Available data:
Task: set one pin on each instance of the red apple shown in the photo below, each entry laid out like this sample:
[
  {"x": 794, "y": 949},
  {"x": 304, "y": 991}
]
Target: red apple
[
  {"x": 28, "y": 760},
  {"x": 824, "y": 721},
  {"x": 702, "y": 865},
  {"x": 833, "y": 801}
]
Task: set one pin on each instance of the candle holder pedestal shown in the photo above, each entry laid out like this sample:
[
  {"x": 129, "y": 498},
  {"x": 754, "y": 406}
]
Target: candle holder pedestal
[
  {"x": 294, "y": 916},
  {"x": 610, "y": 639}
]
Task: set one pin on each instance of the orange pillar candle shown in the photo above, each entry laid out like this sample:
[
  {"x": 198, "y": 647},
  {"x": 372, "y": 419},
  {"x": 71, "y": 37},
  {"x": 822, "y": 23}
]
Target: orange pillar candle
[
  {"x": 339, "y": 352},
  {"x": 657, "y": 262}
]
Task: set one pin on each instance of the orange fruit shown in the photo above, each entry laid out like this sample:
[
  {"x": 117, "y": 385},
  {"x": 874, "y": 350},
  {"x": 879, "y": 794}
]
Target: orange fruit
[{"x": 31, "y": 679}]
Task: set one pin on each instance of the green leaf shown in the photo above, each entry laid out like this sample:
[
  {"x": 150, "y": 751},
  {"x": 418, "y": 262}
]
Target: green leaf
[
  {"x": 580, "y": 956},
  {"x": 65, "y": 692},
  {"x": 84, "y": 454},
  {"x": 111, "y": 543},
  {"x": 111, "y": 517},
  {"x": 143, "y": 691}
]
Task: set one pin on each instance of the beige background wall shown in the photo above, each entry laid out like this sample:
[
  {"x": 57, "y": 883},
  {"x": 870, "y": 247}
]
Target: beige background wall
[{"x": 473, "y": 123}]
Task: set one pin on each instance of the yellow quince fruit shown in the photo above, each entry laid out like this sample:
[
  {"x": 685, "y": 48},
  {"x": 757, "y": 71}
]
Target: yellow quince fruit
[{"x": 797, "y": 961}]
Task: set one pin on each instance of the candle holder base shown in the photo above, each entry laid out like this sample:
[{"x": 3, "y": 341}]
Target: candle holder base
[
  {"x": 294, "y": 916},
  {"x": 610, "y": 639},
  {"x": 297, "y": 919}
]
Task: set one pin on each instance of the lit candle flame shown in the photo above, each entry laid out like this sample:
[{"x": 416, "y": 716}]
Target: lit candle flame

Work to complete: Filter the records for lines holding the string "flame". Copy each one.

Result for this task:
Task: set one pin on each instance of the lit candle flame shown in the photo above, each entry laid out like this sample:
Target: lit candle flame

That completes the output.